:: Excerpted records

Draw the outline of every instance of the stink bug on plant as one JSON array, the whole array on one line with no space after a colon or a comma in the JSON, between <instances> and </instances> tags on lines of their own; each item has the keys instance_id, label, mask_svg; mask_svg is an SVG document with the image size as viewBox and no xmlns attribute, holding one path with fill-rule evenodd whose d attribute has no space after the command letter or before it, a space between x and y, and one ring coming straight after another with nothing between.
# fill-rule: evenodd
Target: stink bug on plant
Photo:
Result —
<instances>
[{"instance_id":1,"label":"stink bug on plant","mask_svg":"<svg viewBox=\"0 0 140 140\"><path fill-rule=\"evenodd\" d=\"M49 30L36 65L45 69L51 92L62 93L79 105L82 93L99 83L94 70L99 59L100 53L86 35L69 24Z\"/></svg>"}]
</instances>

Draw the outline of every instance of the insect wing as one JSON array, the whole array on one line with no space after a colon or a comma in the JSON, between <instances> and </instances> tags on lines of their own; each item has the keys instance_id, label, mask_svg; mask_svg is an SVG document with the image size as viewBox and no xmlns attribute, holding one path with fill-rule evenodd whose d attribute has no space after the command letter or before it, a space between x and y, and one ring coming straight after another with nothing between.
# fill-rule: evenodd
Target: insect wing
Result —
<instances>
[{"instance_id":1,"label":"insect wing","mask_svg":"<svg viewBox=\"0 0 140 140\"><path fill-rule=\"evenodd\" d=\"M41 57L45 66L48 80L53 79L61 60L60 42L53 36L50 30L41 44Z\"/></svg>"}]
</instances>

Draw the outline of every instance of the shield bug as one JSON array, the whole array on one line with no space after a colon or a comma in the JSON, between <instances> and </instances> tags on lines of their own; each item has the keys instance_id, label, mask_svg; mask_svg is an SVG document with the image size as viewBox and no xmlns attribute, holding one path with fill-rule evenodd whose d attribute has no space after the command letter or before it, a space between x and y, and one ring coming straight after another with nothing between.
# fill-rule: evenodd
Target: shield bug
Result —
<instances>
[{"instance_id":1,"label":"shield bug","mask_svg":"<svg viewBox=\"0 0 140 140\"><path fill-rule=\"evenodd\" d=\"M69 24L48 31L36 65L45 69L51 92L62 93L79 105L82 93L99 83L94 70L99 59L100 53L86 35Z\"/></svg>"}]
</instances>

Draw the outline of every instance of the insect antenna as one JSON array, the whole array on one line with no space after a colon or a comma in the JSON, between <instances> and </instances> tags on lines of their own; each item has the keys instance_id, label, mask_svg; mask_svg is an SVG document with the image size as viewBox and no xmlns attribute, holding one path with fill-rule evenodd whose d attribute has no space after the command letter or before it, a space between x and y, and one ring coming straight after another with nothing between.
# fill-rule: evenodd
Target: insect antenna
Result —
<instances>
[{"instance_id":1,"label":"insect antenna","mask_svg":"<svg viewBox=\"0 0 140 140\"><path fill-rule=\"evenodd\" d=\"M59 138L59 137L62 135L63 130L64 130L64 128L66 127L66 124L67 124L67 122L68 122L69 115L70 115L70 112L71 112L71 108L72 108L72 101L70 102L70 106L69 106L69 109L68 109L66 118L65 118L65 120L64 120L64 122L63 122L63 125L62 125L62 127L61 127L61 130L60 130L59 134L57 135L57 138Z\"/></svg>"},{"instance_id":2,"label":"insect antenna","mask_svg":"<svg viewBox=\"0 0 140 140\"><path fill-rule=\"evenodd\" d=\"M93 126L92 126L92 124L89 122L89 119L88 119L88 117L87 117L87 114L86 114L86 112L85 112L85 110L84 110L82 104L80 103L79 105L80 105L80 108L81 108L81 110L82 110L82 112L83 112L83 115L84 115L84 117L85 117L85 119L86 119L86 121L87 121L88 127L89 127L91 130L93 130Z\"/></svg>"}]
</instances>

::::

Exercise objective:
Extract every record. Keep wording exact.

Result for this task:
Draw the outline of every instance of the stink bug on plant as one JSON array, the whole array on one line with no space after a colon or a comma in the JSON, between <instances> and </instances> tags on lines of their own; each item has the keys instance_id, label, mask_svg; mask_svg is an SVG document with the image size as viewBox and no xmlns attribute, holding one path with fill-rule evenodd whose d attribute has no space after the command letter or before it, a space between x and y, and one ring coming straight after another with nothing between.
# fill-rule: evenodd
Target: stink bug on plant
Photo:
Result —
<instances>
[{"instance_id":1,"label":"stink bug on plant","mask_svg":"<svg viewBox=\"0 0 140 140\"><path fill-rule=\"evenodd\" d=\"M49 30L36 65L45 69L51 92L62 93L79 105L82 93L99 83L94 70L99 59L100 53L86 35L69 24Z\"/></svg>"}]
</instances>

Draw the outline of every instance of the insect wing as one JSON array, the whole array on one line with no space after a colon or a comma in the JSON, between <instances> and </instances> tags on lines of their own; each item has the keys instance_id, label, mask_svg; mask_svg is an SVG document with the image size as viewBox and no xmlns attribute, holding one path with fill-rule evenodd whose d attribute has no space after the command letter or before it, a space between x and y, and one ring coming straight after another with nothing between.
# fill-rule: evenodd
Target: insect wing
Result —
<instances>
[{"instance_id":1,"label":"insect wing","mask_svg":"<svg viewBox=\"0 0 140 140\"><path fill-rule=\"evenodd\" d=\"M41 57L45 66L48 80L53 79L61 60L60 42L53 36L50 30L41 44Z\"/></svg>"}]
</instances>

Draw the outline of every instance of the shield bug as one JSON array, the whole array on one line with no space after a colon or a comma in the JSON, between <instances> and </instances> tags on lines of their own; each item has the keys instance_id, label, mask_svg; mask_svg is an SVG document with the image size as viewBox and no xmlns attribute, holding one path with fill-rule evenodd whose d attribute has no space after the command letter or before it, a space between x and y, and one ring coming straight after another with nothing between.
# fill-rule: evenodd
Target: shield bug
Result —
<instances>
[{"instance_id":1,"label":"shield bug","mask_svg":"<svg viewBox=\"0 0 140 140\"><path fill-rule=\"evenodd\" d=\"M69 24L48 31L36 65L45 69L51 92L62 93L79 105L82 93L99 83L94 70L99 59L100 53L86 35Z\"/></svg>"}]
</instances>

Draw the outline of every instance of the insect antenna as one JSON array, the whole array on one line with no space after a colon or a comma in the JSON, between <instances> and </instances> tags on lines of their own; each item has the keys instance_id, label, mask_svg; mask_svg is an SVG document with the image size as viewBox and no xmlns attribute, holding one path with fill-rule evenodd whose d attribute has no space after the command letter or before it, a space between x and y, and one ring coming straight after another with nothing between.
# fill-rule: evenodd
Target: insect antenna
Result —
<instances>
[{"instance_id":1,"label":"insect antenna","mask_svg":"<svg viewBox=\"0 0 140 140\"><path fill-rule=\"evenodd\" d=\"M59 138L59 137L62 135L63 130L64 130L64 128L66 127L66 124L67 124L67 122L68 122L69 115L70 115L70 112L71 112L71 108L72 108L72 101L70 102L70 106L69 106L69 109L68 109L66 118L65 118L65 120L64 120L64 122L63 122L63 125L62 125L62 127L61 127L61 130L60 130L59 134L57 135L57 138Z\"/></svg>"},{"instance_id":2,"label":"insect antenna","mask_svg":"<svg viewBox=\"0 0 140 140\"><path fill-rule=\"evenodd\" d=\"M93 126L92 126L92 124L89 122L89 119L88 119L88 117L87 117L87 114L86 114L86 112L85 112L85 110L84 110L82 104L80 103L79 105L80 105L80 108L81 108L81 110L82 110L82 112L83 112L83 115L84 115L84 117L85 117L85 119L86 119L86 121L87 121L88 127L89 127L91 130L93 130Z\"/></svg>"}]
</instances>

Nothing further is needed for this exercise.